[Point localization data]
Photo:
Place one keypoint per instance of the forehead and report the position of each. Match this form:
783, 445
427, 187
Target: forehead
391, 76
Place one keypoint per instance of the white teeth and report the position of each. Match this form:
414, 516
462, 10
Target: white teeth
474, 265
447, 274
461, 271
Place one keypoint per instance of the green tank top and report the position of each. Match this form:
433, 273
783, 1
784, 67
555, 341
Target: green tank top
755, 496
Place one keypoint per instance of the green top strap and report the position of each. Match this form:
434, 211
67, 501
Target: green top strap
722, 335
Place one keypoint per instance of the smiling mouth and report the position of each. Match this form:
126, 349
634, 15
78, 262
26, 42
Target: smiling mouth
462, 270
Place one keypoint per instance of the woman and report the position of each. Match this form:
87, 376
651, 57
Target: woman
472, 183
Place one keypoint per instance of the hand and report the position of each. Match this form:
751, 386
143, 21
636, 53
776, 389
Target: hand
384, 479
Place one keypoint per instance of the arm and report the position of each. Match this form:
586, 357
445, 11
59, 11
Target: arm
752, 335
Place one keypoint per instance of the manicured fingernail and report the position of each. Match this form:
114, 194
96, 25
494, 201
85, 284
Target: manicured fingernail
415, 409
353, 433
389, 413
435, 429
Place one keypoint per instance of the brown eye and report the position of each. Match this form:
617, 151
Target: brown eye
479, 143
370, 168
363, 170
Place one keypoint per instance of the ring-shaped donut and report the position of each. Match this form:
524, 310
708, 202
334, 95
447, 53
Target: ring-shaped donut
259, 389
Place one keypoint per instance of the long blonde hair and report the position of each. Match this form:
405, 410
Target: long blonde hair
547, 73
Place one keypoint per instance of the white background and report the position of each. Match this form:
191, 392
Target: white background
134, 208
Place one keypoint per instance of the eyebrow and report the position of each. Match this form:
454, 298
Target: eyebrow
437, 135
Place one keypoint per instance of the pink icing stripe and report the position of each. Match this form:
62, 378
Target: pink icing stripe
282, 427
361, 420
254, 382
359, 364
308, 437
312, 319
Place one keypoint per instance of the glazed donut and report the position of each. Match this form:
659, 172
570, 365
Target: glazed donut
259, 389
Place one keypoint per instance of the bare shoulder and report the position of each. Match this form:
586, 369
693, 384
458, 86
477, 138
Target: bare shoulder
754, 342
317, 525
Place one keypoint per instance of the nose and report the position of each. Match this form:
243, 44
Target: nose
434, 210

## AIM OF THE EXERCISE
Copy all records verbatim.

## TASK OUTPUT
Photo:
Place one keypoint per instance of the forehead and report the position of each. Match this form:
783, 445
427, 187
Target: forehead
391, 76
Place one keypoint per instance of the white teeth and report the position of each. Match this form:
414, 516
462, 10
Target: white teeth
474, 265
447, 274
461, 271
Place one keypoint per instance of the green tank top and report the position of each. Match this form:
433, 273
783, 1
784, 67
555, 341
Target: green tank top
755, 496
Place one keypoint per instance of the green top strap and report the position of each. Match this form:
434, 211
67, 501
Target: green top strap
722, 335
Place one keypoint per instance of the smiling mouth and report the position of each. Match this form:
126, 349
634, 15
78, 262
26, 42
Target: smiling mouth
462, 270
Place one keypoint per instance of the woman and report the position of each. Match this form:
87, 376
651, 57
Target: woman
472, 183
Place one keypoint per instance of the hand and report the position of each. Match this form:
751, 386
143, 21
636, 53
776, 389
Target: hand
384, 479
Place one keypoint per instance of the arm and report the position of each. Match this form:
586, 357
445, 11
59, 11
Target: arm
752, 335
Place one keypoint per instance of the manicured fingernail and report the position of each. Match this form:
114, 194
96, 25
494, 201
85, 284
Target: manicured fingernail
415, 409
353, 433
389, 413
435, 429
Place one keypoint per instance of the brown eye and report the position of each. Match this form:
617, 151
Target: brown eye
479, 143
370, 168
363, 170
Place one keypoint per instance of the ring-shaped donut and report the position of each. Match this form:
524, 310
708, 202
334, 95
447, 53
Target: ring-shaped donut
259, 389
Place one keypoint per instance of the long blonde hair and report the position of each. Match this form:
405, 410
Target: long blonde hair
547, 73
Place one keypoint per instance of the white background and report the position of each. Match this form:
191, 392
Target: white background
134, 208
Place one keypoint per instance of the eyebrow and report the position of each. Match this form:
454, 298
Target: eyebrow
437, 135
Place one keypoint per instance of the pink icing stripe and report the position of each. Match this form:
62, 378
Target: pink icing stripe
282, 427
361, 420
254, 382
359, 364
308, 437
312, 319
Place one keypoint per instance of the glazed donut and report the position of each. Match this form:
659, 172
570, 365
Target: glazed donut
259, 389
Place one keypoint per instance of the bare shoulder and report the position of each. Match this form:
586, 369
693, 384
458, 86
477, 138
Target: bare shoulder
754, 342
317, 525
Place one keypoint per instance of the nose and report the position of each. Match this form:
243, 44
Target: nose
434, 210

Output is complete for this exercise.